The Virginian-Pilot
                             THE VIRGINIAN-PILOT 

              Copyright (c) 1995, Landmark Communications, Inc.



DATE: Saturday, December 9, 1995             TAG: 9512090303

SECTION: LOCAL                    PAGE: B3   EDITION: FINAL 

SOURCE: BY STEVE STONE, STAFF WRITER 

DATELINE: NORFOLK                            LENGTH: Medium:   66 lines


NORFOLK COUPLE CLAIM $1.7 MILLION JACKPOT IN NICK OF TIME THEY HAD UNTIL 5 P.M. MONDAY TO TURN IN LOTTO TICKET.

Sometimes wrong is right.

Mac D. Spencer, 61, and his wife, Beatrice, 58, are the Virginia Lottery's newest Lotto winners. But they wouldn't have a $1.7 million jackpot if Spencer had played the numbers he meant to use.

``I wrote the numbers down wrong,'' the retired Coca-Cola Co. employee said Friday evening while relatives and friends laughed and celebrated at his home. ``But something just told me, `Play this number.' I've been playing it almost a year now.''

If that weren't lucky enough, consider this: The winning ticket has been sitting in the glove compartment of Spencer's car for six months. In fact, by 5:01 p.m. Monday, it would have been worthless.

The tale of Spencer's good fortune came to light Friday when he and his wife showed up at the Virginia Lottery's Hampton regional office. Surprised clerks quickly confirmed that the pink play slip with a single lottery number on it was the one they have been looking for.

The ticket was from the Lotto drawing of June 14. Winners have just 180 days to come forward and claim their prize, or it's given over to the State Literary Fund for teacher pensions and to make loans to local school districts.

Spencer said he had started playing the number - 10-14-16-17-19-41 - earlier in the year. But it was not the number he had been playing every week before that.

[Data taken from a collection]
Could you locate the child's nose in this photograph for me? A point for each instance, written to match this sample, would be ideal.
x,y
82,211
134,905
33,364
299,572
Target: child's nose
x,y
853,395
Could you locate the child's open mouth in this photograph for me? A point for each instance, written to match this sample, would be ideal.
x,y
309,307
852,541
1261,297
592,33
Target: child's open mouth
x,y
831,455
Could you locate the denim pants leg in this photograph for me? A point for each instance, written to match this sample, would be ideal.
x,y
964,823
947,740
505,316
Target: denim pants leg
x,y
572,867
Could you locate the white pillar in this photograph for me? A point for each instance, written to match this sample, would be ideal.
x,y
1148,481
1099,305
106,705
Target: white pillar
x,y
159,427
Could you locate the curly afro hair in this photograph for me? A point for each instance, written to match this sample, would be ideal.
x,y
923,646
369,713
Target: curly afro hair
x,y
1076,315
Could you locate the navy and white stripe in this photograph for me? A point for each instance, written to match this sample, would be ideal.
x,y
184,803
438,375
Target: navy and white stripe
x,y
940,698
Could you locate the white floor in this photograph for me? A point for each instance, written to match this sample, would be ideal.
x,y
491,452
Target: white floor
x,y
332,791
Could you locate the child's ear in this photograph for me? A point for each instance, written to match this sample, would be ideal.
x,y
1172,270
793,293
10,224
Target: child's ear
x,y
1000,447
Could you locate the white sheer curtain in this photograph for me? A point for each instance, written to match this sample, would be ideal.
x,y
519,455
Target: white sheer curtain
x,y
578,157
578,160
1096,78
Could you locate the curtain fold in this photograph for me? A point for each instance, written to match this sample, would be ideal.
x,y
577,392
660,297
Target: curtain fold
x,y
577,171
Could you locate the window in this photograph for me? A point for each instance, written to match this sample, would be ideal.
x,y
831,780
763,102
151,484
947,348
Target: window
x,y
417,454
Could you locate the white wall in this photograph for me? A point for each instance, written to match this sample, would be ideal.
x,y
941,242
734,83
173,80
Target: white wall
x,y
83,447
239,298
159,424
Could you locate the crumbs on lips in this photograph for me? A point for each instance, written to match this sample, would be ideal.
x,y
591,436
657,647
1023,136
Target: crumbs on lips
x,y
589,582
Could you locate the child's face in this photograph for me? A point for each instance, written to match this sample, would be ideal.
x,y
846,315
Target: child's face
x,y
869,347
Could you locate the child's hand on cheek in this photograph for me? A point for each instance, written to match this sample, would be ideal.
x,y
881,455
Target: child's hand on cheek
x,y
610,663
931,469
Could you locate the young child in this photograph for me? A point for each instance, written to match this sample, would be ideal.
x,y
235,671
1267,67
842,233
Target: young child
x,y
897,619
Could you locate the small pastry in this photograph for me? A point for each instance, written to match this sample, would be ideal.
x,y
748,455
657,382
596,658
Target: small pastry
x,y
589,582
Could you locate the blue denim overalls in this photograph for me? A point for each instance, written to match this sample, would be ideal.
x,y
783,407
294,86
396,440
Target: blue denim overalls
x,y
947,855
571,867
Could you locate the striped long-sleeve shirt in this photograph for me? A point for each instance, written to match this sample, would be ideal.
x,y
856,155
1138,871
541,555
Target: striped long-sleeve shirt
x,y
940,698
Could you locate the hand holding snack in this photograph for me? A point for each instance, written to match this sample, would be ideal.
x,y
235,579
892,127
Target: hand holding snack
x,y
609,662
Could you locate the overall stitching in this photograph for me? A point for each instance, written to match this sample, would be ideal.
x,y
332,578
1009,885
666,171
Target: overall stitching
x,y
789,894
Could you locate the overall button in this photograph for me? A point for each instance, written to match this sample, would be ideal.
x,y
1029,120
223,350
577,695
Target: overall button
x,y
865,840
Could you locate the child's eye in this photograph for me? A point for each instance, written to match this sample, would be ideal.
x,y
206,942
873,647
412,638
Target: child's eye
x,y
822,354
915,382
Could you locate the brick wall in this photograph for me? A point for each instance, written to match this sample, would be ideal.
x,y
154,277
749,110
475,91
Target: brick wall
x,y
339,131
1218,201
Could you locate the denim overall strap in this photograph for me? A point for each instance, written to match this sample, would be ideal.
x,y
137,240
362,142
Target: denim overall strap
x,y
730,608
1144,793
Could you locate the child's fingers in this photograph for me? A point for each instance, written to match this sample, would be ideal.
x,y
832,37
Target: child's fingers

REQUIRED ACTIONS:
[A] Reproduce the lottery article word for word, everything from "The tale of" down to "week before that.".
[B] In the lottery article, where had the winning ticket been sitting, and for how long?

OUTPUTS:
[A]
The tale of Spencer's good fortune came to light Friday when he and his wife showed up at the Virginia Lottery's Hampton regional office. Surprised clerks quickly confirmed that the pink play slip with a single lottery number on it was the one they have been looking for.

The ticket was from the Lotto drawing of June 14. Winners have just 180 days to come forward and claim their prize, or it's given over to the State Literary Fund for teacher pensions and to make loans to local school districts.

Spencer said he had started playing the number - 10-14-16-17-19-41 - earlier in the year. But it was not the number he had been playing every week before that.

[B] It had been in the glove compartment of Spencer's car for six months.